[Entries from a point annotation set]
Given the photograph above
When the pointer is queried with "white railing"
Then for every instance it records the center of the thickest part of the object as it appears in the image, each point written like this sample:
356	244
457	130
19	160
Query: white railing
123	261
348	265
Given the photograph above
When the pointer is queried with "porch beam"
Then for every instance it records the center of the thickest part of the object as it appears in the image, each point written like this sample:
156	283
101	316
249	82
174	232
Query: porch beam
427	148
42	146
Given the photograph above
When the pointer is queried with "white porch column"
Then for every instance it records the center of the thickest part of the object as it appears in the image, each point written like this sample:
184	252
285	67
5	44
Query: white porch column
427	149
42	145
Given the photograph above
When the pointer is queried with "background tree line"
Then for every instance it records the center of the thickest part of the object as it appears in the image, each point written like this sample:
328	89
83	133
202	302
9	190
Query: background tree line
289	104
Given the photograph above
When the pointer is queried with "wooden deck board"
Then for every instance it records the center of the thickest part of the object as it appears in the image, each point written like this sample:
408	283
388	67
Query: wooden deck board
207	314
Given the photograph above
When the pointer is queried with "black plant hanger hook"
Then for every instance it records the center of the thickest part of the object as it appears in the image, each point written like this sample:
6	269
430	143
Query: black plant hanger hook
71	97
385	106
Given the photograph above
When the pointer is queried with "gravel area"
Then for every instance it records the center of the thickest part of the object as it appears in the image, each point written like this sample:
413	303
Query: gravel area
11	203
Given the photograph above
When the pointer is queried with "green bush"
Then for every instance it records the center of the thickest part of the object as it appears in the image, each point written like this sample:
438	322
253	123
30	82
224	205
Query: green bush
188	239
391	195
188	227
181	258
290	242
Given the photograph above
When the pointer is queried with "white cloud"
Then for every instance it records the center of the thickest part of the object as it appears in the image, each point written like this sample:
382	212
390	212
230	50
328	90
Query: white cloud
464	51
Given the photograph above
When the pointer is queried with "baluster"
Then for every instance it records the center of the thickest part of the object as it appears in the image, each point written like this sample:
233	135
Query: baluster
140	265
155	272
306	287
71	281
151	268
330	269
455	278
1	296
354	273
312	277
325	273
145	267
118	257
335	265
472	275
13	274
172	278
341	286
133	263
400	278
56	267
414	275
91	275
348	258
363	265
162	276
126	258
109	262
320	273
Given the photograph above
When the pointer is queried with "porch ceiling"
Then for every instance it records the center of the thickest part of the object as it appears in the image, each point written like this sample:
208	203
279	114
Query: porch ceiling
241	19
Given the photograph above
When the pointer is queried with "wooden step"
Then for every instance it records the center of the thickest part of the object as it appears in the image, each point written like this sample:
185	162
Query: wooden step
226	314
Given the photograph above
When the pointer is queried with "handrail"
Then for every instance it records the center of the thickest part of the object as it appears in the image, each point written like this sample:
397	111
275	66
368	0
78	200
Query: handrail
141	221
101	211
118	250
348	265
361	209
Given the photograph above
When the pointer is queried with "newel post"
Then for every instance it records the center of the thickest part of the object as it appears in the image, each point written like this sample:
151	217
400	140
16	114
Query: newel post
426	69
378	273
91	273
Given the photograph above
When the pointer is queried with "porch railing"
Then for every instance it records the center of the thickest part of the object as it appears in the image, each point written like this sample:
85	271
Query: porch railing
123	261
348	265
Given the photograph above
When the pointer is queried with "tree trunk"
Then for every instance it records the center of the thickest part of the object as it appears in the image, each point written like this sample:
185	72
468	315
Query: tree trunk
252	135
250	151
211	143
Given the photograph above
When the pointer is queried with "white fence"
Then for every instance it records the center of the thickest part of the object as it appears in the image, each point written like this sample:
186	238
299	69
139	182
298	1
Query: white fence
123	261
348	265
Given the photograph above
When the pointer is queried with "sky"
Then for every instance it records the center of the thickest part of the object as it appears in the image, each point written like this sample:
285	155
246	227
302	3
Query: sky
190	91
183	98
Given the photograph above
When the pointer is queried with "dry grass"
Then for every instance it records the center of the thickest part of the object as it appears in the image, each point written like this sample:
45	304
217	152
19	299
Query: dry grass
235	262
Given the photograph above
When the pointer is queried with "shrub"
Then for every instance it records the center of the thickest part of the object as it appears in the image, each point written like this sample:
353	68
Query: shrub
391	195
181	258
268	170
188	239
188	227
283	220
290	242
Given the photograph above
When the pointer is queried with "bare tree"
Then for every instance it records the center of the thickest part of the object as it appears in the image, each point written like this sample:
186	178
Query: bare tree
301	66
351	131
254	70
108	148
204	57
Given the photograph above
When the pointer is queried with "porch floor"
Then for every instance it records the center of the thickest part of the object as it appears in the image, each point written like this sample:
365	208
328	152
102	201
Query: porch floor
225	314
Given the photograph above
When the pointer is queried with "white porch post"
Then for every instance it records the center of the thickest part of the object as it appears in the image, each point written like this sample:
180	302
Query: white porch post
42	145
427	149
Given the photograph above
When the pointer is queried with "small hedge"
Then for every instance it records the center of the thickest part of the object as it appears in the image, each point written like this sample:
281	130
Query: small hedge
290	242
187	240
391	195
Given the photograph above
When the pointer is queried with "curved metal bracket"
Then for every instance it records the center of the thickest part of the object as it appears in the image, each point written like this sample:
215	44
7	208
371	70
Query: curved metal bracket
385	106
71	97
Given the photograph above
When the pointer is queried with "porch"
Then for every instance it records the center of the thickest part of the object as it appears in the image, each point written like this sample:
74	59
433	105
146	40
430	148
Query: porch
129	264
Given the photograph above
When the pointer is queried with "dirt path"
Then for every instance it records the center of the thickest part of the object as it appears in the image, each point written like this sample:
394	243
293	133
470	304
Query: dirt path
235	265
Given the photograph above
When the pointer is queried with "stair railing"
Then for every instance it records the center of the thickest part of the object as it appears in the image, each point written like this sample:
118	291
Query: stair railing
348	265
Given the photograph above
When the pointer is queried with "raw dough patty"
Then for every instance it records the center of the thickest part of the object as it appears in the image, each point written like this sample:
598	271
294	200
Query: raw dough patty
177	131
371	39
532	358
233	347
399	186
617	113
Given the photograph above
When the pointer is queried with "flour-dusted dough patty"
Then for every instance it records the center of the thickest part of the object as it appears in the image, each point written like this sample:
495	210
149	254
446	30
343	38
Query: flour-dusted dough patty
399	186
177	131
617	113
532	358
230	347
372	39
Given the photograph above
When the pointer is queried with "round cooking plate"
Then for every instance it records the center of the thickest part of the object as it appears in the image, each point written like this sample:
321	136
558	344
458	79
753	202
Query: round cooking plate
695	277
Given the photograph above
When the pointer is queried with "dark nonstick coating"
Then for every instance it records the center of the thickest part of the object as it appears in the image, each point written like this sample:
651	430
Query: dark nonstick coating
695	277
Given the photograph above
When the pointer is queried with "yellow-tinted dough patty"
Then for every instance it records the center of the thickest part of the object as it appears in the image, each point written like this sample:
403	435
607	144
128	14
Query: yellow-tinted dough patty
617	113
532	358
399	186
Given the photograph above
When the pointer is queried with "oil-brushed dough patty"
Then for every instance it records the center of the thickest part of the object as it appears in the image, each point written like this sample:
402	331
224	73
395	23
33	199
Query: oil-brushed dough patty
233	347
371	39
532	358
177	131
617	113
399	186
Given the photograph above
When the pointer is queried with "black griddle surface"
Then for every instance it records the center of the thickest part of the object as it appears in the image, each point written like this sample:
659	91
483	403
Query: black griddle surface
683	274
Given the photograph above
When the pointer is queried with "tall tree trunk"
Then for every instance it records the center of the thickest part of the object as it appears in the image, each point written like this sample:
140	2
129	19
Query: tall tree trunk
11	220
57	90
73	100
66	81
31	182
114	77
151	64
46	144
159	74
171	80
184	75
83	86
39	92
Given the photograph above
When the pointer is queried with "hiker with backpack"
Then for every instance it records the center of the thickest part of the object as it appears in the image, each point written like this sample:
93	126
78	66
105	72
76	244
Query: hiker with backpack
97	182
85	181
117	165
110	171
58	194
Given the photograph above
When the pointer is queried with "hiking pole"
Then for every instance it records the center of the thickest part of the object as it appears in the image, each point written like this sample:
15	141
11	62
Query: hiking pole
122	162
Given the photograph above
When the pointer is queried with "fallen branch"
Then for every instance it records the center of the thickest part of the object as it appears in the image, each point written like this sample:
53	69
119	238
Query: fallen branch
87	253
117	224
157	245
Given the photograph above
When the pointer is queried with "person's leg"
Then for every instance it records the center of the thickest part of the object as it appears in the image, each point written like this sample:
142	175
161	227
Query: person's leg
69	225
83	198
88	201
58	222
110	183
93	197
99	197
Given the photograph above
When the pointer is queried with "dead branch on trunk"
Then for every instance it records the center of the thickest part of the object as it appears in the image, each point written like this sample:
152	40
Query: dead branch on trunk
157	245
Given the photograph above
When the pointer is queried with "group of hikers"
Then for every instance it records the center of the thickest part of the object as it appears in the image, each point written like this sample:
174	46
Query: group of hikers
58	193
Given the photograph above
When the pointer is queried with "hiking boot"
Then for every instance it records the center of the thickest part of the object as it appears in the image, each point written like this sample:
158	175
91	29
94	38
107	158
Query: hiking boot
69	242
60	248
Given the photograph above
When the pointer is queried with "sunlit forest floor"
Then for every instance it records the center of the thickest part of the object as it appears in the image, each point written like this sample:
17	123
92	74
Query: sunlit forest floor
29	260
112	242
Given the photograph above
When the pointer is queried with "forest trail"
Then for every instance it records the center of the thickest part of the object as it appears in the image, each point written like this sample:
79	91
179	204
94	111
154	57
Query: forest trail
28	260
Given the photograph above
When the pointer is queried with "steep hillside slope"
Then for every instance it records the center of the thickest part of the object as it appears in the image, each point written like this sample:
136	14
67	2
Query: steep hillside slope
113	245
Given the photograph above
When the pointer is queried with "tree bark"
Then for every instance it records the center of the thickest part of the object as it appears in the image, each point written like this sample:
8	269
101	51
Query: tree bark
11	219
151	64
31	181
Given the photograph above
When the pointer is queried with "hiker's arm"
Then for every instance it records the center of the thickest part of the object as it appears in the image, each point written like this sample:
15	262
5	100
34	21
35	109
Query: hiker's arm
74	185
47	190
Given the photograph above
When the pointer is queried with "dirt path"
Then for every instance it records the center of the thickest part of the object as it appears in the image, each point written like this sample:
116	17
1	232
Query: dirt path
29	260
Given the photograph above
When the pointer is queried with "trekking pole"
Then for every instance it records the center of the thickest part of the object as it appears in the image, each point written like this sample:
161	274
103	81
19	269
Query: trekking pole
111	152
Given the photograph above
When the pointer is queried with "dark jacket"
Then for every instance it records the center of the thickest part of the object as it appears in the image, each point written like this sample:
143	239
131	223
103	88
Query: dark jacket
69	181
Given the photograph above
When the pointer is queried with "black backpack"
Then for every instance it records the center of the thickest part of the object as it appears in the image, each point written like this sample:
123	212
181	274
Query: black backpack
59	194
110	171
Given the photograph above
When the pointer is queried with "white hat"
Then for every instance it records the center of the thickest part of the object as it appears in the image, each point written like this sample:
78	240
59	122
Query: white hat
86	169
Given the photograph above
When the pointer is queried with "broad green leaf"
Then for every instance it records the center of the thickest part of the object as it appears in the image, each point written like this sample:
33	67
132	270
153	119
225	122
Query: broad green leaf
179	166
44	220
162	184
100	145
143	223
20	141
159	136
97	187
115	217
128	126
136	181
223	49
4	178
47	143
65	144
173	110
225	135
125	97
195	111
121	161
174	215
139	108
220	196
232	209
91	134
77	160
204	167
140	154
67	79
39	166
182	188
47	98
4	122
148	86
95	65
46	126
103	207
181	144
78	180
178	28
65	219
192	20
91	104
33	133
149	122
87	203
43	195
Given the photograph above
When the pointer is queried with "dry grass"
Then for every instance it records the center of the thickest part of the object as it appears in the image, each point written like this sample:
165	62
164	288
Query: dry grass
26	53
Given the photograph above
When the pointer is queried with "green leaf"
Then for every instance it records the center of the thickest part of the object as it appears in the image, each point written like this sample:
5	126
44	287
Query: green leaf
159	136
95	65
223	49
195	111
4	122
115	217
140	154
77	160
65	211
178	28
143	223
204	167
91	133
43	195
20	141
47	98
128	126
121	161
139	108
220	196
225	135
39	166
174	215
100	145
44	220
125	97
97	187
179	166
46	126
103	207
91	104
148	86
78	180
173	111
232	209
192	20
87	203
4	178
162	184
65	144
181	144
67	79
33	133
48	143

* _Requirements_: Locate each line of the listing above that contains the string "cooking", and copy those lines in their original order.

* _Answer to this task_:
When the pointer is queried with "round cooking plate"
Query: round cooking plate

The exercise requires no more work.